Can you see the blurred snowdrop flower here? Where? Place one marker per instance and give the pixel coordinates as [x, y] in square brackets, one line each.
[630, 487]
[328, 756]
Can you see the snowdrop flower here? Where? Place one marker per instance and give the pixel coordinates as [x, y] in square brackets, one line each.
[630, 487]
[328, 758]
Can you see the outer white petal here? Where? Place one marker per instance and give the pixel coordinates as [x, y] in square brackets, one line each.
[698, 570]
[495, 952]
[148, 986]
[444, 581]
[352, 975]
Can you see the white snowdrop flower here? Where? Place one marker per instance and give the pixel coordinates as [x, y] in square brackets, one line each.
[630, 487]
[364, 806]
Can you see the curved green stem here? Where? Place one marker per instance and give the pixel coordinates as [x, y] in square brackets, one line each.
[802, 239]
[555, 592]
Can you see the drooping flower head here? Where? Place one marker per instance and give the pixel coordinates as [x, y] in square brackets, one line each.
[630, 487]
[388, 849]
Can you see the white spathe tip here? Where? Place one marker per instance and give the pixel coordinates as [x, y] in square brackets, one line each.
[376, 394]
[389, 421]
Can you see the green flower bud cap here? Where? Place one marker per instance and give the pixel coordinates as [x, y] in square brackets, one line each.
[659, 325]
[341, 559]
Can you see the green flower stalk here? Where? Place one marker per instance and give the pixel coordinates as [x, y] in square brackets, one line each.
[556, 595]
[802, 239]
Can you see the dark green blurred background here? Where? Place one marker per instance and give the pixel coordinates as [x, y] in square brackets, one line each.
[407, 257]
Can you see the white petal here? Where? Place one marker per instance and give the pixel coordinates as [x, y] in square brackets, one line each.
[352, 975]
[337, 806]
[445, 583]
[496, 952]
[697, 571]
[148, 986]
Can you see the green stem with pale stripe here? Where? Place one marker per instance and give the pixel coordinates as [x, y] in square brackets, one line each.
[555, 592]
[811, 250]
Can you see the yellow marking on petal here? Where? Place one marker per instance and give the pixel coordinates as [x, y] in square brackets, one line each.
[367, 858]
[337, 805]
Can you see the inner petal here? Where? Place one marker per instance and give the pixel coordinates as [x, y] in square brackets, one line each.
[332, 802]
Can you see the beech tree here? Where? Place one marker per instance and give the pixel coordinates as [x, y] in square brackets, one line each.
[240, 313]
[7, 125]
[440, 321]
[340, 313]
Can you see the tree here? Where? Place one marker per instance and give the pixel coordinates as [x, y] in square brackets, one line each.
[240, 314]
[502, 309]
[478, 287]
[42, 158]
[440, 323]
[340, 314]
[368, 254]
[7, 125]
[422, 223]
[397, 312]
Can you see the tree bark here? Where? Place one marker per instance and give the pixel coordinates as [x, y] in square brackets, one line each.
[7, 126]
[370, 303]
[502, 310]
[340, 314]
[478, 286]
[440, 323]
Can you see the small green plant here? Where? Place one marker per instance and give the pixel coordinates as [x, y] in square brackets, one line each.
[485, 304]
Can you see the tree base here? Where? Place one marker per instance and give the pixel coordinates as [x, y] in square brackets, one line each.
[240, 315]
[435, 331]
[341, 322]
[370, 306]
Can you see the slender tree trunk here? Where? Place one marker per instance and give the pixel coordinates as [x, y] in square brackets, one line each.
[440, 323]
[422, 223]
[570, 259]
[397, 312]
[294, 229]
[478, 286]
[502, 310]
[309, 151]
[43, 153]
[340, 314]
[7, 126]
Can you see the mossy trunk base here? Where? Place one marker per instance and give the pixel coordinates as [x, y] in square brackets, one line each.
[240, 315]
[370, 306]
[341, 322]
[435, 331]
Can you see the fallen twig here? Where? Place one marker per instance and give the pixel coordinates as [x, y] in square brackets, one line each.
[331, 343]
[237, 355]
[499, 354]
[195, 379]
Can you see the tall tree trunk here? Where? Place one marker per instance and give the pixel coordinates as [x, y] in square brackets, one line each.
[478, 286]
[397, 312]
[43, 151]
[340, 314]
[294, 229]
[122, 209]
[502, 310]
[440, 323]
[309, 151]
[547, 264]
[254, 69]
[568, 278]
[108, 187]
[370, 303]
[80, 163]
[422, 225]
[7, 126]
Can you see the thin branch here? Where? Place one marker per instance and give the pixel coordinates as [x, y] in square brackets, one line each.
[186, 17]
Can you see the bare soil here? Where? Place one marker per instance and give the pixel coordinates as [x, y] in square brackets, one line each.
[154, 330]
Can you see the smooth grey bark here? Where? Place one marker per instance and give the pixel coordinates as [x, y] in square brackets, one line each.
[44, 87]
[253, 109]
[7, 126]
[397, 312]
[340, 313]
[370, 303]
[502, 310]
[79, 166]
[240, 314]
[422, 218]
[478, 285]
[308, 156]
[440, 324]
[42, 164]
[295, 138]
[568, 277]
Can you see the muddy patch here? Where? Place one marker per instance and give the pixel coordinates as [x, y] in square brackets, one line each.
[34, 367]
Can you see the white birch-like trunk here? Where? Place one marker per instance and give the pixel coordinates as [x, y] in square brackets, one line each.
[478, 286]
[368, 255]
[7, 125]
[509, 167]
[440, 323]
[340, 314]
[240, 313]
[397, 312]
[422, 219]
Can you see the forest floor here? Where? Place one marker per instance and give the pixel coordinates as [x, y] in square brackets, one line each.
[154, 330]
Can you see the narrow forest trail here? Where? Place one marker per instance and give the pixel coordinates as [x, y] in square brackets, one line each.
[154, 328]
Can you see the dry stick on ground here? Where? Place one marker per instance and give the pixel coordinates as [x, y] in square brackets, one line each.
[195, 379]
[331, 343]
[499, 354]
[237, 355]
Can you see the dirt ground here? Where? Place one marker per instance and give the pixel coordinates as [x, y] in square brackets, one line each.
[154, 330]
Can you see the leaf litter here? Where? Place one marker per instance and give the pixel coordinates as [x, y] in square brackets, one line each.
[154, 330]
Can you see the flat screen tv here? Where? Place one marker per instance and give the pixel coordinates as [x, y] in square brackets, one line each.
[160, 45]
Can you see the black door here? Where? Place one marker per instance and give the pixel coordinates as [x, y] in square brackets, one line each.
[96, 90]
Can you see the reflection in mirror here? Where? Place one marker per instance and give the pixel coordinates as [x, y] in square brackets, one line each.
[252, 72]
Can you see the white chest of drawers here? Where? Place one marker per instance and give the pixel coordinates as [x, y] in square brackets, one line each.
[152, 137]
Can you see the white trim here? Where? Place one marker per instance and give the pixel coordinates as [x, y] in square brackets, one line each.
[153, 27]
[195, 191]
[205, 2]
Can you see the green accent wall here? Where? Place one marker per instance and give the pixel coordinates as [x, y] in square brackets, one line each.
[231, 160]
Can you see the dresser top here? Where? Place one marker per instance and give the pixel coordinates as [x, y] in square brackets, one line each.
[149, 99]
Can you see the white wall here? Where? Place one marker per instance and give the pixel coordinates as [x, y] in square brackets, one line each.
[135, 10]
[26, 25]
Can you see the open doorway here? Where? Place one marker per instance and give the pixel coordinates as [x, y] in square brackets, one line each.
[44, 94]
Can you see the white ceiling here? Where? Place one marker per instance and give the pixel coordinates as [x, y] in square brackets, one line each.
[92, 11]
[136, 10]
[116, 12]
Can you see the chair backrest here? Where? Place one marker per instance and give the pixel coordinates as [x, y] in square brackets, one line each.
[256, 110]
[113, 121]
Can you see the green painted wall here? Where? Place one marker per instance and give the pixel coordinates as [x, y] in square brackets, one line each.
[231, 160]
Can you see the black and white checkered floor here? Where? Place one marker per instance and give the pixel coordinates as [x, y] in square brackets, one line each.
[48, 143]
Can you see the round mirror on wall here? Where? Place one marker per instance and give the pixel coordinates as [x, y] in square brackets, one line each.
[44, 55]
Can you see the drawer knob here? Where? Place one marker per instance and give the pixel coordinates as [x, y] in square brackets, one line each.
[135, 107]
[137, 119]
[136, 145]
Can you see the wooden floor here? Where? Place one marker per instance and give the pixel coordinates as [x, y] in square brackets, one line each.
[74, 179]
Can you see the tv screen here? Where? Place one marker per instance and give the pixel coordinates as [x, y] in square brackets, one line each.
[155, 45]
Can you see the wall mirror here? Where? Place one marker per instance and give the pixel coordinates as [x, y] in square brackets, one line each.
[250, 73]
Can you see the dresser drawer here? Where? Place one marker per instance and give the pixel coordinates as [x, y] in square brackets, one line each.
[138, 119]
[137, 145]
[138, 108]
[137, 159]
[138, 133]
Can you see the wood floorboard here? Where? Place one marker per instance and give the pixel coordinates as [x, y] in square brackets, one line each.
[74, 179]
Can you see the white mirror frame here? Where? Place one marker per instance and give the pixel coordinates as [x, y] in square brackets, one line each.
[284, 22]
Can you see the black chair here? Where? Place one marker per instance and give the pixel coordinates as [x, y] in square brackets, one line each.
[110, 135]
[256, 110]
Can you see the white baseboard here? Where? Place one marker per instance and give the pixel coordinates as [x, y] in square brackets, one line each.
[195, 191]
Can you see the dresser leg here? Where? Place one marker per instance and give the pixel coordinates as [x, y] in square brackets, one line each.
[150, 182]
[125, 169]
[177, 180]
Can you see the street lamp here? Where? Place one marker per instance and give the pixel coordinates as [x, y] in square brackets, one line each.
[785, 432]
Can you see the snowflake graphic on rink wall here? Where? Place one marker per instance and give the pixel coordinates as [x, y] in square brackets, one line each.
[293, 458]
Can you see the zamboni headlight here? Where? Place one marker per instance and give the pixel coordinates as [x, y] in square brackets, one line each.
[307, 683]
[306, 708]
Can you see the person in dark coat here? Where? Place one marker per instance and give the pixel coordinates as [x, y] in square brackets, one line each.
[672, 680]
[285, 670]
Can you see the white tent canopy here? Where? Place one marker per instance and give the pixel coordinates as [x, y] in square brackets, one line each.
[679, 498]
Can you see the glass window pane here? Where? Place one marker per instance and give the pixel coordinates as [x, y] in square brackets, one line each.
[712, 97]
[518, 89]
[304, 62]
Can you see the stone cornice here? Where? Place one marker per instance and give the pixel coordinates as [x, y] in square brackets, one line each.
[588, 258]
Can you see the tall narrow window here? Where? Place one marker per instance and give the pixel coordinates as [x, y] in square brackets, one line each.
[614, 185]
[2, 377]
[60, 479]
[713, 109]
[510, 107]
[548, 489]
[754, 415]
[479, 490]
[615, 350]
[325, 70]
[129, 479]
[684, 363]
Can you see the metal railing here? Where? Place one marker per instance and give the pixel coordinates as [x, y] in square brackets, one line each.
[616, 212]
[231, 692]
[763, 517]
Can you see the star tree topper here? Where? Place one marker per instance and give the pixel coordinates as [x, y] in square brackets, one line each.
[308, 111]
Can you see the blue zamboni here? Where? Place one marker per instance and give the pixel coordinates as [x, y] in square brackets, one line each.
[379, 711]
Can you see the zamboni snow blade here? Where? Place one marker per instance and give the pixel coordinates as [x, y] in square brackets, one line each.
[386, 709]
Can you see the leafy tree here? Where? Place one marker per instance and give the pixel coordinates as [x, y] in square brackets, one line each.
.....
[Prompt] Transcribe exactly the line containing "Can you see the star" and all remaining lines of the material, ending with the last one.

[The solution]
Can you see the star tree topper here? Where? Place one marker per instance and give the pixel coordinates as [x, y] in square brackets, one line each.
[308, 111]
Can you see the blue zamboni here? Where? Place one marker per instance and give the pixel coordinates as [x, y] in square brackets, one line each.
[379, 711]
Can you see the zamboni snow blade here? Where? Place one marker per instance and give the pixel coordinates as [x, y] in square brackets, one line each.
[386, 709]
Can you see the leafy tree here? Where? Place one marker per instance and give the pixel coordinates as [x, y] in square brackets, one line each.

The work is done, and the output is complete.